◆ What is being asked ◆
Extract from the listing below every line that contains the string "flatbread", and reproduce each such line in full, in its original order.

◆ Task input ◆
---
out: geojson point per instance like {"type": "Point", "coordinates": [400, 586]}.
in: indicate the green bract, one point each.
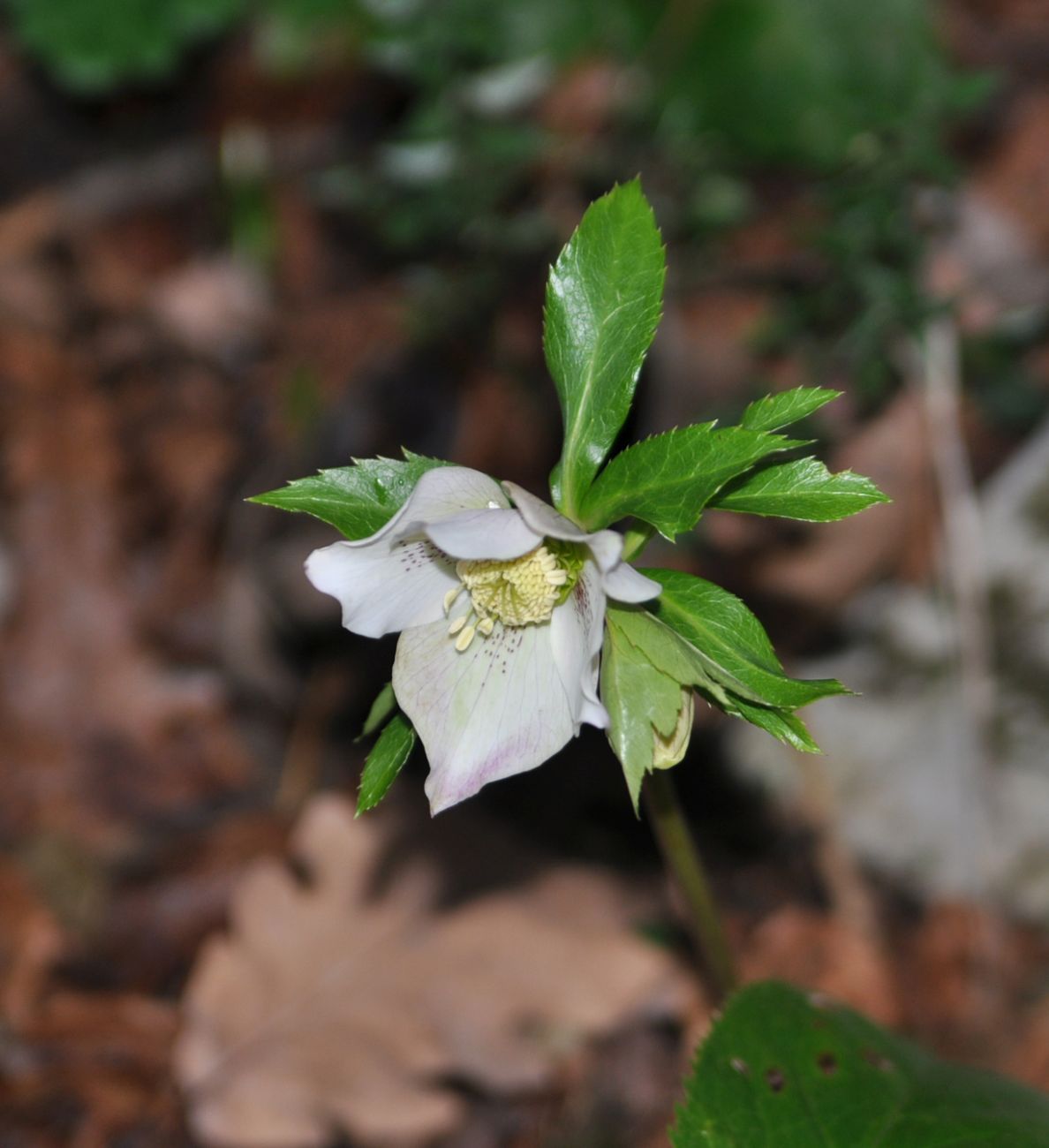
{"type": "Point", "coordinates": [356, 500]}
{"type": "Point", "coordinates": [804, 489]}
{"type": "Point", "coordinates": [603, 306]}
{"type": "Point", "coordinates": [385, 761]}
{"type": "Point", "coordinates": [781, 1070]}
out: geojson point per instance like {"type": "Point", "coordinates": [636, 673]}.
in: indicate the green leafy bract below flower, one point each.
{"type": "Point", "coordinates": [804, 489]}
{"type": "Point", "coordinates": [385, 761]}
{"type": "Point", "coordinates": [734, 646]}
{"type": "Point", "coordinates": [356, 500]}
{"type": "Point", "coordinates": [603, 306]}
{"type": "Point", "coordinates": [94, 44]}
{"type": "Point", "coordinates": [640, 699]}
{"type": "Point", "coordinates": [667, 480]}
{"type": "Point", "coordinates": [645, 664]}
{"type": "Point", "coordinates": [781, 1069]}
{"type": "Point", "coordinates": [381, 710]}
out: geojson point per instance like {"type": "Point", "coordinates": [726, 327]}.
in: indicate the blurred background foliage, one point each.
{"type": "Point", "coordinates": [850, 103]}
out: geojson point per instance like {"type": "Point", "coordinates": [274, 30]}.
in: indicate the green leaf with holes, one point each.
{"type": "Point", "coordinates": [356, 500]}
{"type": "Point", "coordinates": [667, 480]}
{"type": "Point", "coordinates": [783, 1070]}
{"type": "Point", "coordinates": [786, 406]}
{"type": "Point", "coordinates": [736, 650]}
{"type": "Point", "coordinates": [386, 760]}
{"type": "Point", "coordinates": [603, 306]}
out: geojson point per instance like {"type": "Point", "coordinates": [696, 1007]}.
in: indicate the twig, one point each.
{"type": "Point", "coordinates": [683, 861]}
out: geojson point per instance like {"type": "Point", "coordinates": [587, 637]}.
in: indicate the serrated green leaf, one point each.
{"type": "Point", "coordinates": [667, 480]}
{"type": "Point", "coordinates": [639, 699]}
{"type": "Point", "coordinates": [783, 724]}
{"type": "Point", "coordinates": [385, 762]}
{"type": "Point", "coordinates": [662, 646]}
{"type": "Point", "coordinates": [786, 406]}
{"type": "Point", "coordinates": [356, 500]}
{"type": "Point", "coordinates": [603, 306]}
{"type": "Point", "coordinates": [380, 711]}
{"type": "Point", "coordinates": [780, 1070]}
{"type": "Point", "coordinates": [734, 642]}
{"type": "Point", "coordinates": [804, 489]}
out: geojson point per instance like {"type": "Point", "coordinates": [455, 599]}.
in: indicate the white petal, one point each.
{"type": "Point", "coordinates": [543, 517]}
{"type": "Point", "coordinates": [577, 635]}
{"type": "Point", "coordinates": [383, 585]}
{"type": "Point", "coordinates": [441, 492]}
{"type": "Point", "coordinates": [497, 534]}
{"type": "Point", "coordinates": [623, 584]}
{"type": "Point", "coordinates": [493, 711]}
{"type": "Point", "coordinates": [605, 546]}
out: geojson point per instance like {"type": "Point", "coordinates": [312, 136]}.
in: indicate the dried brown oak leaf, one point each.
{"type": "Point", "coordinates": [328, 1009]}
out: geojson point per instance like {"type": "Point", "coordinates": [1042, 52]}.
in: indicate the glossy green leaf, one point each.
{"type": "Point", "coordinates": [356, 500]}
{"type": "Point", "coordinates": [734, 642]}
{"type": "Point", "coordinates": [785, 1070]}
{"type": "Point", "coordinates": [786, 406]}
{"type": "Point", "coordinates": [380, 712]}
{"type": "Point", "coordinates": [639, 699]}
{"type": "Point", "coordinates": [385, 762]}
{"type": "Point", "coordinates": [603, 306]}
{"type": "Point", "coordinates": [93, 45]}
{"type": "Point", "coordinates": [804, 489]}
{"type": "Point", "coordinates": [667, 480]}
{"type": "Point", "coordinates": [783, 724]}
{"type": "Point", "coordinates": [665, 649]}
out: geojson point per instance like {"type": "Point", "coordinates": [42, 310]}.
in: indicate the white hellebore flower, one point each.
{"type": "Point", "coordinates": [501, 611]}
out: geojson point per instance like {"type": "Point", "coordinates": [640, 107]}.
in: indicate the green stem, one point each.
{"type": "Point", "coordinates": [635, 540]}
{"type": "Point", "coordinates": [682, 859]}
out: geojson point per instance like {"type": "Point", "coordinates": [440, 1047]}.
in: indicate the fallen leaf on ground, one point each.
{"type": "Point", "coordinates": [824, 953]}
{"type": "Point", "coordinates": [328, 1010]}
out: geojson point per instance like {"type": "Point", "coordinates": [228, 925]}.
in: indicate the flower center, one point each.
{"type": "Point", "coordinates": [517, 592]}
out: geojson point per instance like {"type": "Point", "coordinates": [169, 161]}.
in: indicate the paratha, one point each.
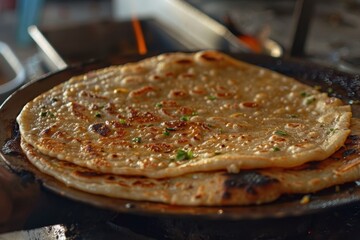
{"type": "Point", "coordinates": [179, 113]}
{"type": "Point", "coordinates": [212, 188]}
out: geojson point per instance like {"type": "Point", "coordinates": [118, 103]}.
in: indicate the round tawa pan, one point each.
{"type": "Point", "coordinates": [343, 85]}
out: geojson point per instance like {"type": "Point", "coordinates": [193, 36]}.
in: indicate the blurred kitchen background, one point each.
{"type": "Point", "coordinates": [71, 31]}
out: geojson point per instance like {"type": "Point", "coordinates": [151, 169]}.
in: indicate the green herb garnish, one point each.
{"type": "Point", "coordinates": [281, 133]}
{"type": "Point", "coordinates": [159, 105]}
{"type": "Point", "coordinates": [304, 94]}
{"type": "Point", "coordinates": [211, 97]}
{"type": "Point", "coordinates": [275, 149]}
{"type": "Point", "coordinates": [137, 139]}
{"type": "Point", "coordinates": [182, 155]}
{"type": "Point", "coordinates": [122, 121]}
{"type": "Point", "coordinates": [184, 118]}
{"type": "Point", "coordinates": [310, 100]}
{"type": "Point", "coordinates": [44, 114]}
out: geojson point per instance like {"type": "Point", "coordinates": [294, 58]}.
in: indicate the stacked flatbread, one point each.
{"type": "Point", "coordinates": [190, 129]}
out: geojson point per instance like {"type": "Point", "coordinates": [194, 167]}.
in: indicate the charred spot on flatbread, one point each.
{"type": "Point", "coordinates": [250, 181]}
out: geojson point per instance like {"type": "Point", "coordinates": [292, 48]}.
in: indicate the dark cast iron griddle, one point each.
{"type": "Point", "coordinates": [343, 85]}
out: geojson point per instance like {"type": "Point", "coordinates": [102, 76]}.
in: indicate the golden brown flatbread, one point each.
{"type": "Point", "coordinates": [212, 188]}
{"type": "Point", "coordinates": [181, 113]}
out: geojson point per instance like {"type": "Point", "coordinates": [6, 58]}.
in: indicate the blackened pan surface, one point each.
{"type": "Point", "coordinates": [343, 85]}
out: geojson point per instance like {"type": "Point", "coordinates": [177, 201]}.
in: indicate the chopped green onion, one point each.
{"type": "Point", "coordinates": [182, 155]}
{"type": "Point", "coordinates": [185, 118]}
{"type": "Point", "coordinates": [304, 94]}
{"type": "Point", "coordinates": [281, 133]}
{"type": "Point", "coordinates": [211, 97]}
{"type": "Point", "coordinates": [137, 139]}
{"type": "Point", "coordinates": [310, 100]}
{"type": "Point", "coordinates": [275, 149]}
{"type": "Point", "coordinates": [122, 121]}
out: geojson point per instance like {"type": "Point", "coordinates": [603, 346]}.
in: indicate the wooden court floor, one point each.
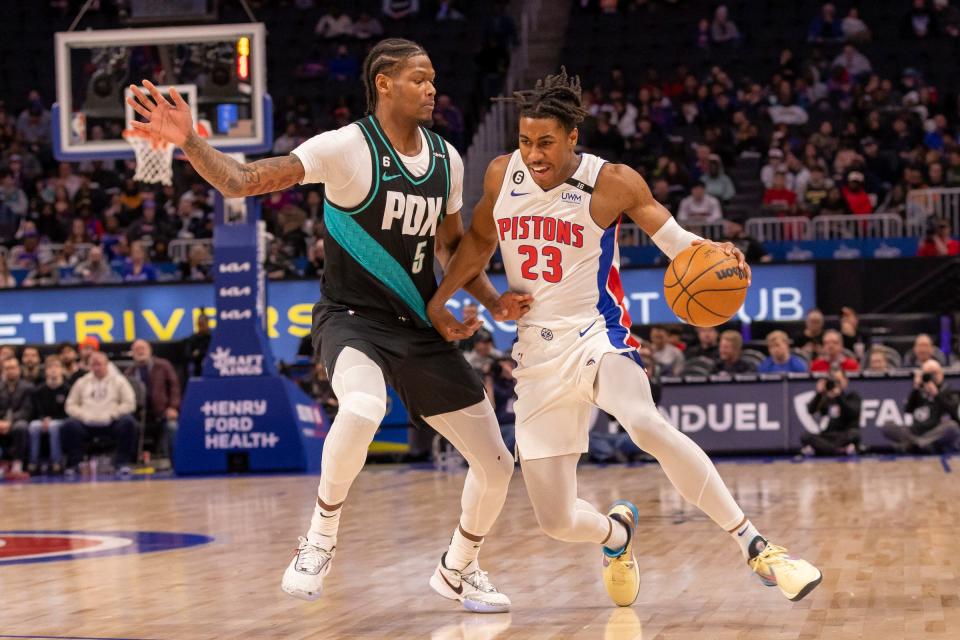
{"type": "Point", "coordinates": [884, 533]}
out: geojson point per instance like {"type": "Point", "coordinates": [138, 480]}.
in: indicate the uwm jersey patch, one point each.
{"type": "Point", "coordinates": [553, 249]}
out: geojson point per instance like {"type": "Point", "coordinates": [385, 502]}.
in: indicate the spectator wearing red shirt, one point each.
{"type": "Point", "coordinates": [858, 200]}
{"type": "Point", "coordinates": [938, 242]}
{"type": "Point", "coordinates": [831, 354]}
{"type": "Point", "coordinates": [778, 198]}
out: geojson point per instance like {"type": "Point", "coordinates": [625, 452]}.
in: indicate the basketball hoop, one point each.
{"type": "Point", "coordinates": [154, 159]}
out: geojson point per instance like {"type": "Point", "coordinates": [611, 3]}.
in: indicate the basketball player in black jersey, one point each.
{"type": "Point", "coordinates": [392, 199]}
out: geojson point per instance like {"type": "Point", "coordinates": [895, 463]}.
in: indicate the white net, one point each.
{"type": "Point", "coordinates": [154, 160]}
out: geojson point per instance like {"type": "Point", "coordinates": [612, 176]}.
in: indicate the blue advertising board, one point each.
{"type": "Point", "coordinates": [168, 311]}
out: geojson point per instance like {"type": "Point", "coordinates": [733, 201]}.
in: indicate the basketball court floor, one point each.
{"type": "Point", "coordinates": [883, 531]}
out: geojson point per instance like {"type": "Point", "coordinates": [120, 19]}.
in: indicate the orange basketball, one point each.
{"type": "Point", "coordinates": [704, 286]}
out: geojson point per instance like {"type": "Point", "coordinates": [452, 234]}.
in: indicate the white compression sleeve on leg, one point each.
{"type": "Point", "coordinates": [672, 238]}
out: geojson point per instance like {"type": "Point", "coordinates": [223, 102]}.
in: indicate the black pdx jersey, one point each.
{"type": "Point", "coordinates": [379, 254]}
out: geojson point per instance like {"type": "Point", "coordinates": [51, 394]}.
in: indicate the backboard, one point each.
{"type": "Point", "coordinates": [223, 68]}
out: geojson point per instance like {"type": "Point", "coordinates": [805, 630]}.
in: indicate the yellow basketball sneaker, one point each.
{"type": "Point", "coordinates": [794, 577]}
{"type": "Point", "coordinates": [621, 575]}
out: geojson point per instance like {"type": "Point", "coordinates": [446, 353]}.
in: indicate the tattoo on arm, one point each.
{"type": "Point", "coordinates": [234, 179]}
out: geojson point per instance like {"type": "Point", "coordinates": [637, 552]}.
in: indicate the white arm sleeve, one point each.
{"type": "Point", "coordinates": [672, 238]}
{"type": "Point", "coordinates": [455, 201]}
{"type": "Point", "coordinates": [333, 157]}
---
◆ Completed exercise ◆
in: indicate the stacked flatbread, one point each.
in: indicate the charred spot on flatbread, one point each.
in: indicate the golden brown flatbread, one point each.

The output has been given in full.